(Collected data entries)
------------------------------

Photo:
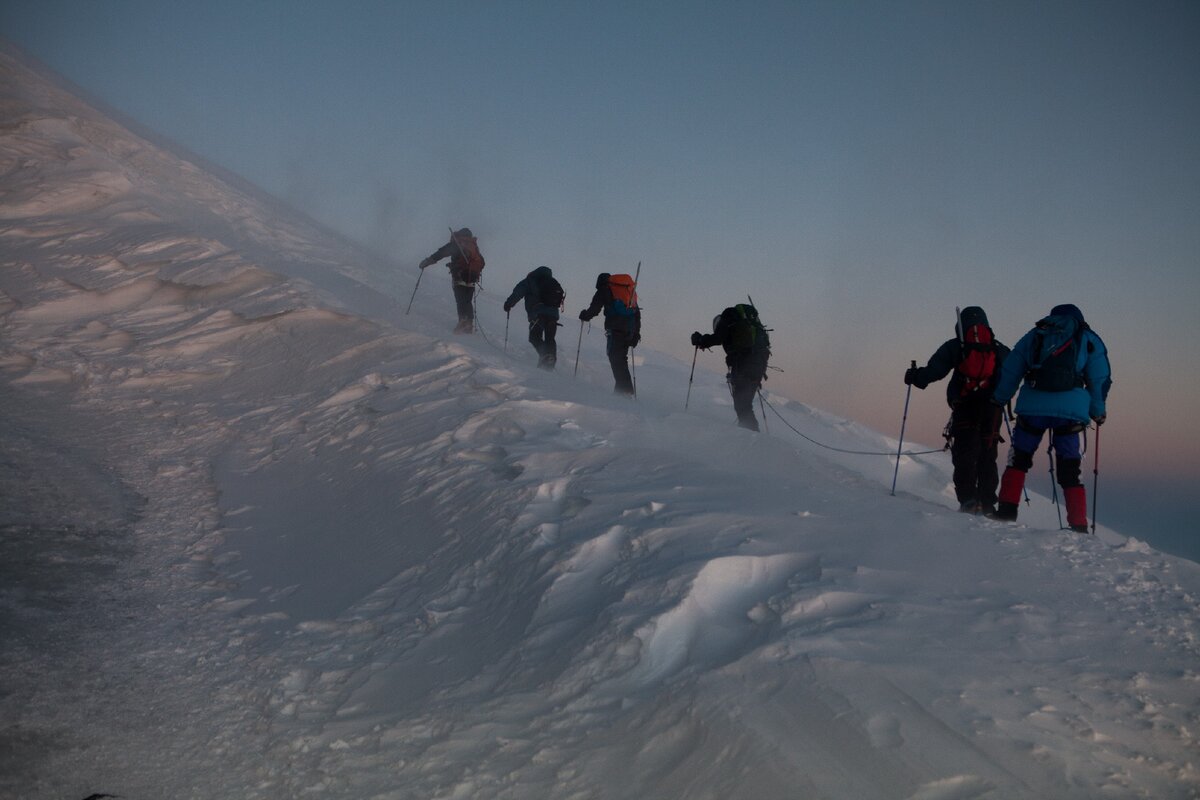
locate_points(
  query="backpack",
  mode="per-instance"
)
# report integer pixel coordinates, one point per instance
(624, 295)
(747, 331)
(1055, 362)
(468, 248)
(978, 364)
(550, 293)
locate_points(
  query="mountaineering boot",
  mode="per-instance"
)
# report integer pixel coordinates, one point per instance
(1009, 494)
(1005, 512)
(1075, 499)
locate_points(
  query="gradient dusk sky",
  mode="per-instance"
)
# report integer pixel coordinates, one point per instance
(858, 167)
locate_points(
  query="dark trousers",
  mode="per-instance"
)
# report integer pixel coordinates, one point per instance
(463, 295)
(541, 336)
(618, 359)
(745, 380)
(975, 431)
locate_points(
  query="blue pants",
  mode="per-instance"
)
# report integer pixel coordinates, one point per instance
(1065, 434)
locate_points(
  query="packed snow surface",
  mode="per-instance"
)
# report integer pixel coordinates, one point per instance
(265, 535)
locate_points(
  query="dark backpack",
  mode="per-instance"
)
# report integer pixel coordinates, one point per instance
(550, 293)
(747, 331)
(1055, 362)
(624, 296)
(978, 364)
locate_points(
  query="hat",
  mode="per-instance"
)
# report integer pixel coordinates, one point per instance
(969, 317)
(1067, 310)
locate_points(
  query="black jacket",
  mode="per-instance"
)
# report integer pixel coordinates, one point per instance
(603, 300)
(739, 360)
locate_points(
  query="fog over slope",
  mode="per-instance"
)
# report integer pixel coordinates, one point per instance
(264, 535)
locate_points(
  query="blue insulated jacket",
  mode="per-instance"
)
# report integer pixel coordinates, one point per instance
(1081, 403)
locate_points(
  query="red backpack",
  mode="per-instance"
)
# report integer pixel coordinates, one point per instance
(978, 362)
(474, 259)
(624, 295)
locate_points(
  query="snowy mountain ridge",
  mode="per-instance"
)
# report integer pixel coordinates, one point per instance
(267, 536)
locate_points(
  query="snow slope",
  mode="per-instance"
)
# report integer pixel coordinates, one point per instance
(267, 536)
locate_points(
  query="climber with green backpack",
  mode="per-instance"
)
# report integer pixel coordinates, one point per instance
(617, 296)
(747, 346)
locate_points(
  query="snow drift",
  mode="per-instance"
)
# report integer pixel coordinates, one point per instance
(267, 536)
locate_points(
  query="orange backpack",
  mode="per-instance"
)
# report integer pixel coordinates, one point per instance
(624, 295)
(469, 247)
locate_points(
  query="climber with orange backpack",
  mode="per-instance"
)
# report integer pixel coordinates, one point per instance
(975, 358)
(466, 265)
(617, 296)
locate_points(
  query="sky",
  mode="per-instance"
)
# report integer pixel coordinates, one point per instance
(859, 169)
(264, 535)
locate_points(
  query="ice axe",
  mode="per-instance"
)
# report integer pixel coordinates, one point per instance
(904, 421)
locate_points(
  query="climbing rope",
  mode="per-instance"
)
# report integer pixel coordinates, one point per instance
(843, 450)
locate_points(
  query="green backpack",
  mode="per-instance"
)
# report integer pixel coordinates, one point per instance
(747, 331)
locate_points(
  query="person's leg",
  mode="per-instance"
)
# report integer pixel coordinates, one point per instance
(1068, 462)
(535, 336)
(985, 470)
(743, 390)
(965, 457)
(463, 298)
(549, 342)
(618, 359)
(1026, 438)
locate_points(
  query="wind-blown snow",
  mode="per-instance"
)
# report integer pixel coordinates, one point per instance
(267, 536)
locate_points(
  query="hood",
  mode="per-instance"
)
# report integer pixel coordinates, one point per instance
(969, 317)
(1068, 310)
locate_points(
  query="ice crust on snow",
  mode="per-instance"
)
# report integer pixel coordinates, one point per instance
(267, 536)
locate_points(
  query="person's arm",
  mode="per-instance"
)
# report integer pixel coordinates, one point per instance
(449, 248)
(940, 365)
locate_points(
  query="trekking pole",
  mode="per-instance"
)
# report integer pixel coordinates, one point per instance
(904, 421)
(577, 348)
(690, 378)
(1009, 428)
(633, 358)
(419, 276)
(1096, 475)
(1054, 483)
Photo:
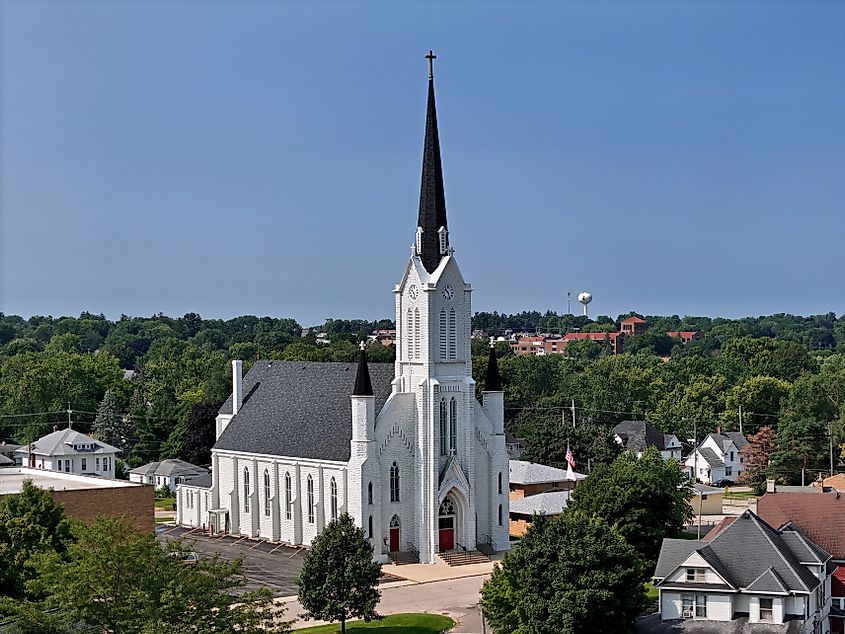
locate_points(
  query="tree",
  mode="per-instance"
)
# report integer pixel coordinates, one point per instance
(645, 498)
(111, 426)
(339, 579)
(570, 575)
(30, 522)
(755, 457)
(117, 579)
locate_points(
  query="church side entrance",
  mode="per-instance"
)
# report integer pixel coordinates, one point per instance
(394, 534)
(446, 525)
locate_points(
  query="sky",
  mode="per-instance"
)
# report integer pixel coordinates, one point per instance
(231, 158)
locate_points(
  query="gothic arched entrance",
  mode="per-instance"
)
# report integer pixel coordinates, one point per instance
(446, 519)
(394, 534)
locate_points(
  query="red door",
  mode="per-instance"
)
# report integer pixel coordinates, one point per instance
(394, 539)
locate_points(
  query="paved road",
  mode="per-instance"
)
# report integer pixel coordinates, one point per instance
(455, 598)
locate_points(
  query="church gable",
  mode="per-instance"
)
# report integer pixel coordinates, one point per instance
(299, 409)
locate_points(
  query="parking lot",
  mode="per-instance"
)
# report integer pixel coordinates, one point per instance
(265, 564)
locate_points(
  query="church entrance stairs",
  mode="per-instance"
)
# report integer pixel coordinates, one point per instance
(463, 557)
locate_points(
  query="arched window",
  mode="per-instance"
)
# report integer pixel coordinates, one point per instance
(453, 337)
(443, 334)
(266, 493)
(333, 494)
(444, 429)
(453, 425)
(409, 335)
(394, 483)
(310, 499)
(417, 343)
(246, 490)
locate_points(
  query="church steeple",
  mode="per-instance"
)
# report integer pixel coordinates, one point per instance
(363, 386)
(432, 231)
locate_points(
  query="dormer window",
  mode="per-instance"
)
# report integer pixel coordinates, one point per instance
(697, 575)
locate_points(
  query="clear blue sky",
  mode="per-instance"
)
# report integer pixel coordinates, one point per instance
(262, 158)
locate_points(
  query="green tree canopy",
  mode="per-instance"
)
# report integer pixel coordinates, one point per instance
(644, 498)
(339, 579)
(570, 575)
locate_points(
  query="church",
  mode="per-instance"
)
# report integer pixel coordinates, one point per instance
(406, 449)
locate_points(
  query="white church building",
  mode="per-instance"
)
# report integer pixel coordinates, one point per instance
(406, 448)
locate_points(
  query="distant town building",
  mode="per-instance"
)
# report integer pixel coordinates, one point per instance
(167, 473)
(69, 451)
(633, 326)
(86, 497)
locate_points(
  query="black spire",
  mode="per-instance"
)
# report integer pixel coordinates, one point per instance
(493, 381)
(432, 197)
(363, 386)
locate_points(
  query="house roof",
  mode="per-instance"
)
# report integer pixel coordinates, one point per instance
(62, 442)
(299, 409)
(819, 516)
(524, 472)
(547, 503)
(169, 467)
(744, 550)
(633, 319)
(638, 435)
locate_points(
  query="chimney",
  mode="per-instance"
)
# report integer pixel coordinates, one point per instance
(237, 386)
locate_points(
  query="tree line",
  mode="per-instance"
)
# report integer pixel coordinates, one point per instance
(152, 385)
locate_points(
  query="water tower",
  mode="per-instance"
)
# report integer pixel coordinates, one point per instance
(585, 298)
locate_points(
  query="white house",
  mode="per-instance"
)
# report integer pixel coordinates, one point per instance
(748, 573)
(167, 473)
(69, 451)
(404, 448)
(637, 436)
(717, 458)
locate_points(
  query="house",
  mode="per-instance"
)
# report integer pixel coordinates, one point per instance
(522, 510)
(633, 326)
(167, 473)
(821, 517)
(86, 497)
(7, 450)
(717, 458)
(69, 451)
(637, 436)
(706, 500)
(749, 573)
(404, 448)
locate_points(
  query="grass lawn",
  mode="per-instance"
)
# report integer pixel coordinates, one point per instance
(393, 624)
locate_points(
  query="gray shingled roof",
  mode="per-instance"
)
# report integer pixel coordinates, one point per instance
(548, 503)
(299, 409)
(61, 442)
(638, 435)
(169, 467)
(524, 472)
(743, 551)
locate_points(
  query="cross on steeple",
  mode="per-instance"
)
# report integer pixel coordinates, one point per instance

------------------------------

» **Short problem**
Return each line from the records above that contains the word "steeple".

» **The solution**
  query="church steeple",
  query="cross on steeple",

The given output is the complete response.